- _Short exercise_:
Reproduce verbatim the lines of the records starting at the line that contains "One point marks each instance of the white" and ending with the last line of the records, including both of those lines.

[Named-object pointing records]
--*--
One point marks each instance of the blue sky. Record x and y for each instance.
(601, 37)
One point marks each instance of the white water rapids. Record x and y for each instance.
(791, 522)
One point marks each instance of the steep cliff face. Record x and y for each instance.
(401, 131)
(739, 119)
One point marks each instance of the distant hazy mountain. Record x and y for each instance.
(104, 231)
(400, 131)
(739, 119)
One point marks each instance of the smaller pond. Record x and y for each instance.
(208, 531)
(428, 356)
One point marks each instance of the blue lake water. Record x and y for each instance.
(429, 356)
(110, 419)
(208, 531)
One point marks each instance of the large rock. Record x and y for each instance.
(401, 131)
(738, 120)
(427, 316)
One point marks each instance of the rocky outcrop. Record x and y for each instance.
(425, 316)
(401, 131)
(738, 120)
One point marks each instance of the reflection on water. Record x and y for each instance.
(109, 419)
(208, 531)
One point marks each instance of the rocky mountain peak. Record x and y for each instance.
--*--
- _Result_:
One point marks each instance of the white water rapids. Record x and y for each instance.
(791, 522)
One point marks each instance of the steep cliff face. Record x and y for each instance.
(401, 131)
(739, 119)
One point marks each instance of the distant hazy mountain. Record x and y for each instance.
(104, 231)
(400, 131)
(739, 119)
One point marks each instance of the smaller pond. Record x and y for each instance.
(208, 531)
(428, 356)
One point marks each instance of the blue lake water. Record x and y for each instance.
(429, 356)
(110, 419)
(208, 531)
One point marks each instance of the large rock. Record x and y for each instance.
(401, 131)
(738, 120)
(427, 316)
One point marks each instance of the rocky outcrop. Record x and y for each instance.
(425, 316)
(401, 131)
(738, 120)
One point marks each instance of the reflection on water. Record x and y for each instance.
(109, 419)
(208, 531)
One point marks each instance of the rocky mountain peak. Record x and y for each instance.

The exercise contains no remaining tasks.